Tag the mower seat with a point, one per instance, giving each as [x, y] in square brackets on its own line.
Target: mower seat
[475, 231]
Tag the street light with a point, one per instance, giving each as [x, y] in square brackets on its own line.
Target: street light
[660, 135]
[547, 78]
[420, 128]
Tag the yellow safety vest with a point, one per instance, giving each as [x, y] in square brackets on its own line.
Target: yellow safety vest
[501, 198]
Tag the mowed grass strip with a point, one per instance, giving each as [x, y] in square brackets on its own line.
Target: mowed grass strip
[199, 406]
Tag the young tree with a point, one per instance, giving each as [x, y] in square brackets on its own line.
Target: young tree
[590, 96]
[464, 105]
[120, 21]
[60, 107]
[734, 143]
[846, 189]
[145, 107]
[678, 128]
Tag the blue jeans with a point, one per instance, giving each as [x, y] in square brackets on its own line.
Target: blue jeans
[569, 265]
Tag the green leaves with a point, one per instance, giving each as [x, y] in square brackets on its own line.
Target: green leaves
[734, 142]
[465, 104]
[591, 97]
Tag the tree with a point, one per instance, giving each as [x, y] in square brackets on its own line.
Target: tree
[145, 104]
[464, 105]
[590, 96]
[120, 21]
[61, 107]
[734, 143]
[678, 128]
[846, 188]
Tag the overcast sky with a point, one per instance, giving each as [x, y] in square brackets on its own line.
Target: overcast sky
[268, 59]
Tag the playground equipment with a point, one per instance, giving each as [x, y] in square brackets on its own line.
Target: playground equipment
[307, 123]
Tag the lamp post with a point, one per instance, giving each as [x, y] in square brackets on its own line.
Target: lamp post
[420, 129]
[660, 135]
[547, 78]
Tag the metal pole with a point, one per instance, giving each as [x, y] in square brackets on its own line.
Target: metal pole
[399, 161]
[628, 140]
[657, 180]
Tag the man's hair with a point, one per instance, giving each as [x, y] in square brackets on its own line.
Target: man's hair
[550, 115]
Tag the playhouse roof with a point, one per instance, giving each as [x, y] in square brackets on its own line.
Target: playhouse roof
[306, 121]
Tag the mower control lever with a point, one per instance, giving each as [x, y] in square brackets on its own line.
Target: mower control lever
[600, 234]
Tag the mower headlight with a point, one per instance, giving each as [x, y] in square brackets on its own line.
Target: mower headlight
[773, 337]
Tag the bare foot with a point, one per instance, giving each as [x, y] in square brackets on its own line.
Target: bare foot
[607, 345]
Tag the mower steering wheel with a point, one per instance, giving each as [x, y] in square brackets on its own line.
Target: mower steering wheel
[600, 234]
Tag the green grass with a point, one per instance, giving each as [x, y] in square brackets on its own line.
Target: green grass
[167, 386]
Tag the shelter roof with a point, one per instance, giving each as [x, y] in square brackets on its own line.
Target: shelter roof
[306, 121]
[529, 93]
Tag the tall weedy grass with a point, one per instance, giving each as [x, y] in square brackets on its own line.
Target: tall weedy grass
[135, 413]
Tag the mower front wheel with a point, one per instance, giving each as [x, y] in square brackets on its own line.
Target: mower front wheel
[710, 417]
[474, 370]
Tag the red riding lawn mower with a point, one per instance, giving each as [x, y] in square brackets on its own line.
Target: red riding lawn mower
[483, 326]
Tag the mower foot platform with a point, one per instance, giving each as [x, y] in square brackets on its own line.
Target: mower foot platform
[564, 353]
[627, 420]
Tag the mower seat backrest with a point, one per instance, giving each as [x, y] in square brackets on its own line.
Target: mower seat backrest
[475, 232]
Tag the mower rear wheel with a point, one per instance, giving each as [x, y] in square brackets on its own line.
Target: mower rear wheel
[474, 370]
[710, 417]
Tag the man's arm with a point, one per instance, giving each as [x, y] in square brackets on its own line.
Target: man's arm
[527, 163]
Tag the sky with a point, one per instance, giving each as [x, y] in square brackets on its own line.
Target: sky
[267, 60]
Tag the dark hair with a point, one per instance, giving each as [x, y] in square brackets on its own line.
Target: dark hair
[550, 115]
========================
Task statement
Change "on its own line" to "on a separate line" everywhere it occurs in the data above, and leave the rest of the text unchanged.

Response to the exercise
Tag the mower seat with a point, one per instance, giving each as [x, y] in square brackets on a separate line.
Target: mower seat
[475, 231]
Tag the street light with a point, one per instance, giving each as [x, y] in square brackets on a separate line.
Target: street light
[660, 135]
[547, 78]
[420, 128]
Tag the yellow safety vest with a point, one per instance, giving each as [x, y] in square brackets on a separate line.
Target: yellow safety vest
[501, 198]
Tag the mowed grass strip with a point, one per instance, giving each as [x, y] in square brackets on a separate line.
Target: mowed grass strip
[199, 406]
Tag the young tree with a point, one per instance, giving each as [x, y] in square brackets on a separate line.
Target: young tree
[590, 96]
[464, 105]
[120, 21]
[60, 107]
[734, 143]
[846, 189]
[145, 107]
[678, 128]
Tag the blue jeans with a point, one per instance, giving each as [x, y] in square brackets on a separate line.
Target: blue jeans
[569, 265]
Tag the green leaves with a point, one per instance, giving each as [x, y] in square brackets on a separate line.
Target: green leaves
[734, 142]
[465, 104]
[591, 97]
Tag the tree with a point, one per instance, giving each as [x, y] in square brackets on a separate line.
Target: tree
[145, 104]
[464, 105]
[590, 96]
[120, 21]
[61, 107]
[734, 143]
[678, 128]
[846, 188]
Tag the overcast sky with a point, one per instance, giving each as [x, y] in square brackets on a separate line.
Target: overcast sky
[268, 59]
Tag the playground equipment with a point, one per instance, giving each as [x, y] in square brackets on a separate line.
Target: playground equipment
[307, 123]
Tag the lamp post with a point, one per instance, giving each as [x, y] in square brackets on a separate line.
Target: lamp post
[420, 129]
[660, 135]
[547, 78]
Tag the metal pole with a point, one per instance, giving each as [x, y] in square brackets on a separate line.
Target: metal pole
[399, 161]
[628, 140]
[657, 180]
Tag the man's hair with a point, one per instance, giving each as [x, y] in square brackets on a separate line.
Target: man's hair
[550, 115]
Tag the playhouse roof with a point, one per instance, giving each as [x, y] in square brackets on a separate line.
Target: playhouse roof
[306, 121]
Tag the mower control lever with a point, one per instance, giving each as [x, y] in square brackets on a separate line.
Target: mower control lever
[600, 234]
Tag the mower headlight with a point, one per instance, giving each as [x, y] in square brackets on a separate line.
Target: mower headlight
[773, 337]
Tag the bare foot with a point, one per instance, giving each as [x, y] in square brackets on a separate line.
Target: bare foot
[607, 345]
Tag the mower steering wheel with a point, one per instance, giving each as [x, y] in square brackets on a separate line.
Target: mower steering wheel
[600, 234]
Tag the green grass with a point, one per instance, giving each as [x, y] in square brackets on a separate line.
Target: green grass
[167, 386]
Tag the shelter roof with a point, one per instance, giving each as [x, y] in square brackets on a separate line.
Target: shelter roof
[306, 121]
[529, 93]
Tag the tall weedy grass with a point, one per instance, giving each as [x, y] in square brackets on a separate line.
Target: tall weedy grass
[135, 413]
Tag the mower front wheel with a point, one per instance, giving each as [x, y] in square brackets on a separate line.
Target: mower front wheel
[710, 417]
[474, 370]
Tag the red riding lawn mower with a point, one per instance, giving each as [x, y] in square brackets on a separate line.
Target: red riding lawn mower
[483, 326]
Tag the mower foot platform with a point, one per instance, giving each as [x, y] in square brackets on a separate line.
Target: mower foot platform
[564, 353]
[627, 420]
Tag the mower seat backrest with a point, one per instance, giving each as [x, y] in square brackets on a separate line.
Target: mower seat backrest
[475, 232]
Tag the mower rear wheel with a point, one per instance, giving each as [x, y] in square brackets on a separate line.
Target: mower rear wheel
[474, 370]
[710, 417]
Tag the man's arm with a point, one per instance, giving each as [x, y] in square brackets on a separate line.
Target: man's arm
[527, 163]
Tag the sky with a point, one per instance, giving each as [x, y] in square brackets on a separate line.
Target: sky
[267, 60]
Tag the dark hair with a point, one per instance, giving each as [x, y] in square brackets on a separate line.
Target: dark hair
[550, 115]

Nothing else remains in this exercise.